* START RECORD EXTRACTS *

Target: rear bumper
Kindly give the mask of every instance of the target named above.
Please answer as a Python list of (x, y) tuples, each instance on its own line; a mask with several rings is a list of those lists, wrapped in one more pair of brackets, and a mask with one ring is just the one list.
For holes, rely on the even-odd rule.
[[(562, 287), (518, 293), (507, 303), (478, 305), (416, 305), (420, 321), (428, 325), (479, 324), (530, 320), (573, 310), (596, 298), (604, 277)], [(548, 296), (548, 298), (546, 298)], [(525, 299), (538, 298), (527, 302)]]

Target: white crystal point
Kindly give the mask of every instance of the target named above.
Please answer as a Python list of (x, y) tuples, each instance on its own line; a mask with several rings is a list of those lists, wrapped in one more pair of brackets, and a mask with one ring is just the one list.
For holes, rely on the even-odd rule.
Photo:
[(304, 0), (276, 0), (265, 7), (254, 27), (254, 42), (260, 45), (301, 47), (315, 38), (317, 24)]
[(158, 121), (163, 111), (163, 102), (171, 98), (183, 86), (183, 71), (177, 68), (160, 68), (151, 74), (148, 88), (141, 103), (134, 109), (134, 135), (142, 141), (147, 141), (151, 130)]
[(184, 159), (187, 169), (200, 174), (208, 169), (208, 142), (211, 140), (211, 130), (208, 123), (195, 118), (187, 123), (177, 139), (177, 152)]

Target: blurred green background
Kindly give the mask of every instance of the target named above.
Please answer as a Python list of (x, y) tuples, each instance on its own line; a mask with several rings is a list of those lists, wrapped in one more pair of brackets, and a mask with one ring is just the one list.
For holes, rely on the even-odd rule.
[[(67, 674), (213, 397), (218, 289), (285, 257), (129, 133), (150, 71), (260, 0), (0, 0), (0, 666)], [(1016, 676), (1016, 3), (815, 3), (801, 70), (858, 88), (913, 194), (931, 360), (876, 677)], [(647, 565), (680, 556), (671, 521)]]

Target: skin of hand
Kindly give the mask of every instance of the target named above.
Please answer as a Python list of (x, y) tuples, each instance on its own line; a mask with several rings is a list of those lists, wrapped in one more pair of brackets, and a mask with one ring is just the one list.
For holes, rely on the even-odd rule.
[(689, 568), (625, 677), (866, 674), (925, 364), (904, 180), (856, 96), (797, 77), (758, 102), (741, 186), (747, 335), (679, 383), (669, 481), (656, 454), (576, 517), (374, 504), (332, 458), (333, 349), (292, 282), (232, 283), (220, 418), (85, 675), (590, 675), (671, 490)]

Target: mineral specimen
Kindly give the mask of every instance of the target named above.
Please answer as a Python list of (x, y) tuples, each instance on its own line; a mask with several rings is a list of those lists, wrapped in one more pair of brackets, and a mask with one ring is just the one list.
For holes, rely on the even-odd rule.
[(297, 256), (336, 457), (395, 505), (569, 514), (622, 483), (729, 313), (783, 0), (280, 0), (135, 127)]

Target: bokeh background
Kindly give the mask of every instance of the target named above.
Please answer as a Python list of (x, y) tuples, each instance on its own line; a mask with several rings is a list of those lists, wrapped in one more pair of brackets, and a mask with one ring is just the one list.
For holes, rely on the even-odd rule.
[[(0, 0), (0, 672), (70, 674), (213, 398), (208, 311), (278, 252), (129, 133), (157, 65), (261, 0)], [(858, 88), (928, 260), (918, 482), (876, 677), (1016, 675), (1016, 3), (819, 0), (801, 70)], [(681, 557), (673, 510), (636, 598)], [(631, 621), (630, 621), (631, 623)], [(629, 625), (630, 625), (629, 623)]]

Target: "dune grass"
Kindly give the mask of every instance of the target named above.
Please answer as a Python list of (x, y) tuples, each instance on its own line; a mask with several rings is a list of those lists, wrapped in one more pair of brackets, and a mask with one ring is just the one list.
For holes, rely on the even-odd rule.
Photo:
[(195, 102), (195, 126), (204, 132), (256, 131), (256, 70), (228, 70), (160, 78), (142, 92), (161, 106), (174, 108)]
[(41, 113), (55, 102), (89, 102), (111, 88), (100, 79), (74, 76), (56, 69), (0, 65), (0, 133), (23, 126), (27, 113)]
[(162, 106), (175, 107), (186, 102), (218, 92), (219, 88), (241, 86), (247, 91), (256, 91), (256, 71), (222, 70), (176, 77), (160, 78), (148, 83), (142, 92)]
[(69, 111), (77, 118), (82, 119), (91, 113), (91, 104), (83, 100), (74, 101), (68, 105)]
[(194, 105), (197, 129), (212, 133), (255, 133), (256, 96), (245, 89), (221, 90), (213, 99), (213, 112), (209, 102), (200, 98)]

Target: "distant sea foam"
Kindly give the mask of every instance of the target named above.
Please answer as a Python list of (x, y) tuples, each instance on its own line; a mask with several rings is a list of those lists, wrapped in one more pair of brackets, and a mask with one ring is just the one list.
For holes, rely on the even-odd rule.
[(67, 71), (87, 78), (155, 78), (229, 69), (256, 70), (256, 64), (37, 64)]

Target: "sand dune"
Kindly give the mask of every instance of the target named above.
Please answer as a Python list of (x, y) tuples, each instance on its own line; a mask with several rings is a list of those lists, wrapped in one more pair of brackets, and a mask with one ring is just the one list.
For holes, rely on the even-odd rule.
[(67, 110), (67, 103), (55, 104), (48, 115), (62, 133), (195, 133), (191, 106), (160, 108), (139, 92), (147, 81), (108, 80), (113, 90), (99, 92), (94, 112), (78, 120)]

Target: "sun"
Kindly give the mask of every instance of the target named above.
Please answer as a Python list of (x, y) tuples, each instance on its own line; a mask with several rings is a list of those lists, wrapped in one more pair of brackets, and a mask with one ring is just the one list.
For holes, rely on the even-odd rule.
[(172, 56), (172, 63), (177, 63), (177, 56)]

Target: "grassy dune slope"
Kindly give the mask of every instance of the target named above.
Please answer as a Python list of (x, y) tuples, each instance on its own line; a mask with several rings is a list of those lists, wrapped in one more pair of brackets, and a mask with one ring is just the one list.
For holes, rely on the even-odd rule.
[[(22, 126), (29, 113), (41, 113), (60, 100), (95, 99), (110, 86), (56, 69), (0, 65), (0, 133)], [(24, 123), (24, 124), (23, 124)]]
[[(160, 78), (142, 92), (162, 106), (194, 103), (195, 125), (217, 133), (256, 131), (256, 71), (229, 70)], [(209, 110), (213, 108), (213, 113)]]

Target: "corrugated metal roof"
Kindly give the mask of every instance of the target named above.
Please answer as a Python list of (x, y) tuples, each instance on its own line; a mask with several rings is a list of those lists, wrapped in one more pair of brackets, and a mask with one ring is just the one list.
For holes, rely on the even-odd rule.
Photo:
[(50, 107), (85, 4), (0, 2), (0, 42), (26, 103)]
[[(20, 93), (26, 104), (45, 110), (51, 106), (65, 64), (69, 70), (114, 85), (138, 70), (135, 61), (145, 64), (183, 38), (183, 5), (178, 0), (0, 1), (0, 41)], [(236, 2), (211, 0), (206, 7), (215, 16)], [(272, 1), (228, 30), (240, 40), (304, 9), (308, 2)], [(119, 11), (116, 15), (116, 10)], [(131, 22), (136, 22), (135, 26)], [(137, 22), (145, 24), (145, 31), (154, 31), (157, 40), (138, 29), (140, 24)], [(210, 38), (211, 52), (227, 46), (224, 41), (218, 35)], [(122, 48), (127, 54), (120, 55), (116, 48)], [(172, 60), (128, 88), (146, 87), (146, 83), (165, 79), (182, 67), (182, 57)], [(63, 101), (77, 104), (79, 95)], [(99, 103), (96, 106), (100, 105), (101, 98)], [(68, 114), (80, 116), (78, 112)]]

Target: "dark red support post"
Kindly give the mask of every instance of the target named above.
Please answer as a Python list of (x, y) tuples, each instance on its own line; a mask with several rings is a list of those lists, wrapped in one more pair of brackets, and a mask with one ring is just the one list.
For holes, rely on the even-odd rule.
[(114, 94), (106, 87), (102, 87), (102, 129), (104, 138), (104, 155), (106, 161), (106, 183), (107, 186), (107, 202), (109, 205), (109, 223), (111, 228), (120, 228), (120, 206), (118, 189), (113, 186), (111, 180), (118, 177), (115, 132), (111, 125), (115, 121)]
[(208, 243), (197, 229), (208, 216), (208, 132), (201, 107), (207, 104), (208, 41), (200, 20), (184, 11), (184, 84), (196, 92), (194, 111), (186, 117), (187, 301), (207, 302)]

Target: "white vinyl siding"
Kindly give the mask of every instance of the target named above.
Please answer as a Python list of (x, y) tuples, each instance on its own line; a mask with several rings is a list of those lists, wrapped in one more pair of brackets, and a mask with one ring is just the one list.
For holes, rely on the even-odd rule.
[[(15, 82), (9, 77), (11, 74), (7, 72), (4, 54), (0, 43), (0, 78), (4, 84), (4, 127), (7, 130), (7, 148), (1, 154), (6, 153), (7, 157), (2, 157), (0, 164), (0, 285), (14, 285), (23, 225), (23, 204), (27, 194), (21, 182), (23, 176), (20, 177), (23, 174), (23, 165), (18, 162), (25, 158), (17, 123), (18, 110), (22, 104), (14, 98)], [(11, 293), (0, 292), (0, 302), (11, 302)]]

* END RECORD EXTRACTS *

__OBJECTIVE__
Rewrite the entries starting at the line containing "Target: mineral specimen" and ending at the line containing "0), (135, 127)]", swapping "mineral specimen" for "rock specimen" and keeping everything else unchanged.

__OUTPUT BELOW__
Target: rock specimen
Kindly give the mask of every instance of the target named above.
Please answer as a Python list of (x, y) tuples, each instance on its own line; a mask with several rings is a list of those lists, wrapped in one more pair of brackets, and a mask with one ring is just the one list.
For holes, rely on the even-odd rule.
[(297, 256), (336, 457), (395, 505), (569, 514), (622, 483), (729, 313), (783, 0), (280, 0), (135, 127)]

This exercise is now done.